→ What you need to do
1. Retype the passage on the museum library word for word, everything from "The library houses" down to "paintings, and photographs.".
2. Answer these questions from the passage on the museum library:
(a) Who was appointed the first librarian, and for which years?
(b) In what year did Diaa El-Din Abu Ghazi become head librarian?
(c) How many books and volumes does the library hold?

→ Source document
-=-=-=-=-

The museum library was established at the museum's opening, with funds allocated since 1899 for the purchase of books. The Egyptologist Maspero advocated for a permanent budget for acquiring books and appointed Dacros as the first librarian from 1903 to 1906. He was succeeded by several librarians, including Monier, who compiled a catalogue of the library's holdings until 1926. Abdel Mohsen El-Khashab later assumed management, assisted by Diaa El-Din Abu Ghazi, who became head librarian in 1950. Abu Ghazi prepared catalogues, increased international exchanges, and expanded the library, which eventually grew to its current two-story size with two reading rooms and a storage area for publications.

The library houses over 50,000 books and volumes, including rare works on ancient Egyptian, Greek, Roman, and Near Eastern archaeology, as well as other specialised fields. Notable holdings include Description de l'Égypte, Antiquités de l'Égypte et de la Nubie, and Lepsius' works. The library also contains a collection of maps, paintings, and photographs.

-=-=-=-=-

→ Material supplied
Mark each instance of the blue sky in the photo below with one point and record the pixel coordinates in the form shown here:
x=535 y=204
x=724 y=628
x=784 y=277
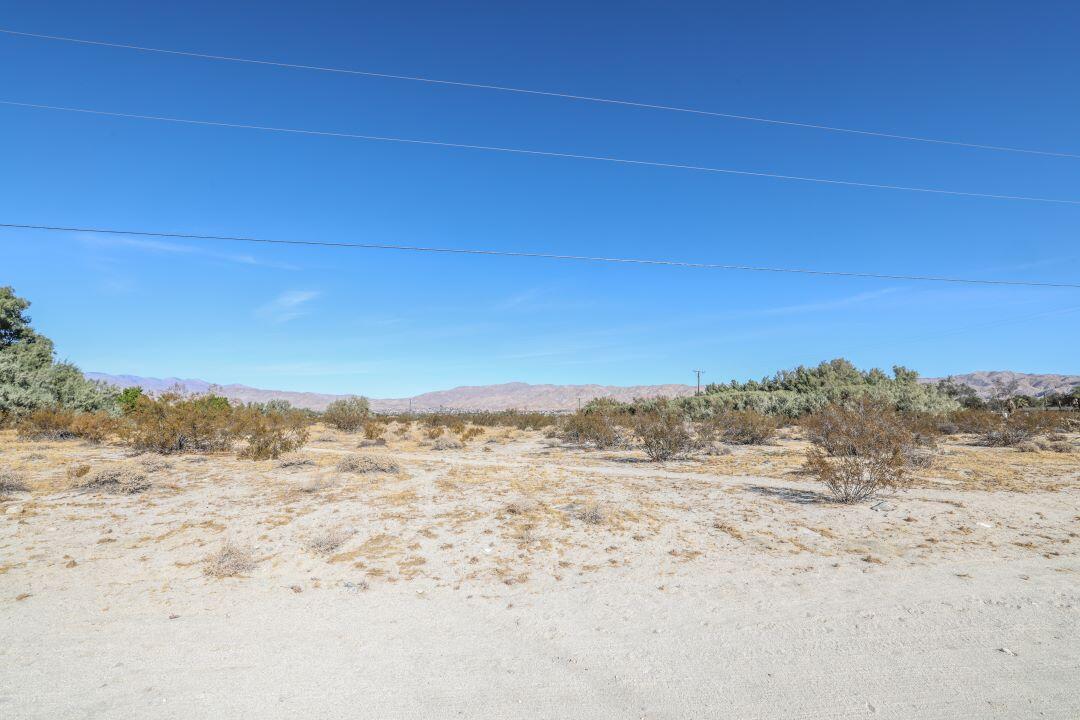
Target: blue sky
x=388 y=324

-=-=-=-=-

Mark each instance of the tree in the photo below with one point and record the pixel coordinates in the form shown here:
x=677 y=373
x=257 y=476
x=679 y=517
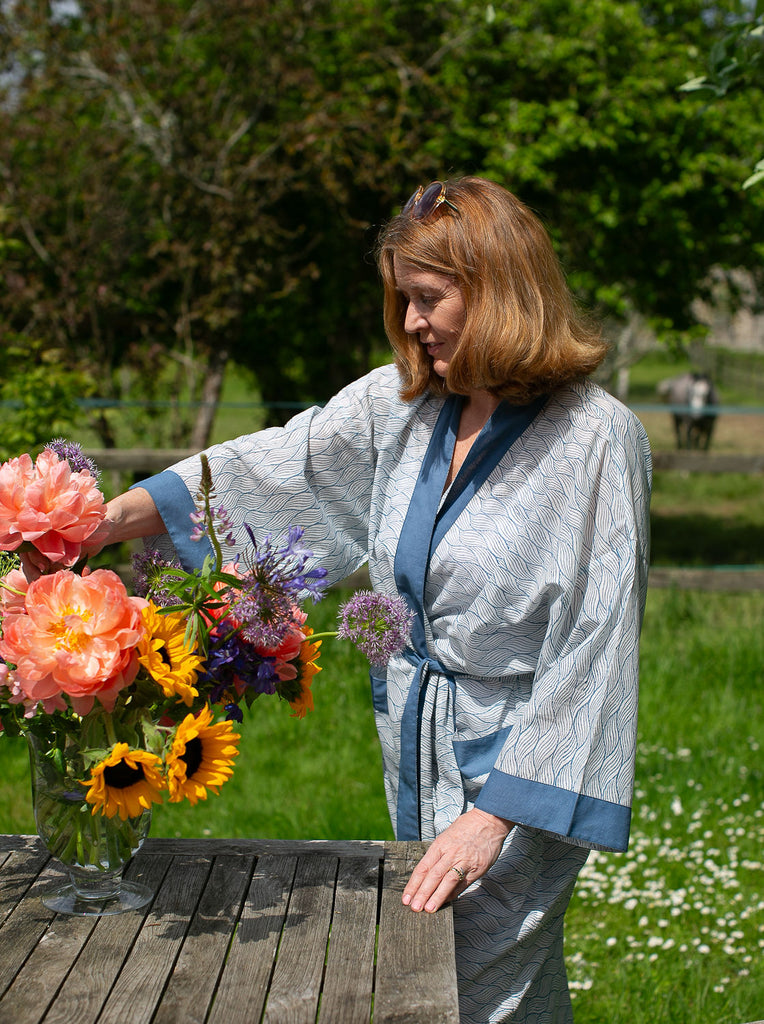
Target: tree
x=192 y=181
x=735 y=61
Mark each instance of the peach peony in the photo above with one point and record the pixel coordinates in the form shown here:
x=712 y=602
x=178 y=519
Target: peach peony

-=-=-=-=-

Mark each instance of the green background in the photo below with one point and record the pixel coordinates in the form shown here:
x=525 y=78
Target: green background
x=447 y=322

-=-=-=-=-

→ Written responses
1.
The library houses over 50,000 books and volumes, including rare works on ancient Egyptian, Greek, Roman, and Near Eastern archaeology, as well as other specialised fields. Notable holdings include Description de l'Égypte, Antiquités de l'Égypte et de la Nubie, and Lepsius' works. The library also contains a collection of maps, paintings, and photographs.

2.
(a) Dacros, from 1903 to 1906.
(b) 1950.
(c) Over 50,000.